**Your goal:** Copy out all the entries below, word for word.

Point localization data
= Beginning of Section =
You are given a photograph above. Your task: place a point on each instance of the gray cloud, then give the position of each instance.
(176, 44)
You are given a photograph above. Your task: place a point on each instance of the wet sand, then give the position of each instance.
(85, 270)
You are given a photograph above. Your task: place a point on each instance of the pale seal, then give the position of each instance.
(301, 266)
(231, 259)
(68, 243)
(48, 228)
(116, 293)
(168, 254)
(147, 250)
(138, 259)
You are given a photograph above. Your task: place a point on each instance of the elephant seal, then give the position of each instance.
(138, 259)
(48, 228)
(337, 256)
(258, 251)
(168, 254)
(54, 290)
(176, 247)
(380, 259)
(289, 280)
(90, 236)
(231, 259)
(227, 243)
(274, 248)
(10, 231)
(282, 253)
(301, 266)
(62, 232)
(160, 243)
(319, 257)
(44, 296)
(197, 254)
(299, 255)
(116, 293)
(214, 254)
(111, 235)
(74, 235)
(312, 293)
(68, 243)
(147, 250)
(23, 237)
= End of Section =
**Exercise answer:**
You are given a photograph above. Your task: place a point on each instance of the gray cloud, then give the position of each instance.
(176, 44)
You are given a photograph above. Your task: place a point on each instance of the wet sand, then give the position of each instance.
(85, 270)
You are given a photograph above. Your task: place a point on each instance of the pale seal, then give the position of each instance.
(301, 266)
(231, 259)
(68, 243)
(48, 228)
(116, 293)
(168, 254)
(147, 250)
(138, 259)
You are given a photograph above. Your task: place a point on each instance of the elephant seal, then give the position of each instance.
(138, 259)
(48, 228)
(337, 256)
(258, 251)
(168, 254)
(54, 290)
(176, 247)
(380, 259)
(289, 280)
(90, 236)
(231, 259)
(227, 243)
(274, 248)
(10, 231)
(282, 253)
(301, 266)
(62, 232)
(160, 243)
(319, 257)
(44, 296)
(197, 254)
(299, 255)
(116, 293)
(214, 254)
(111, 235)
(74, 235)
(312, 293)
(68, 243)
(147, 250)
(23, 237)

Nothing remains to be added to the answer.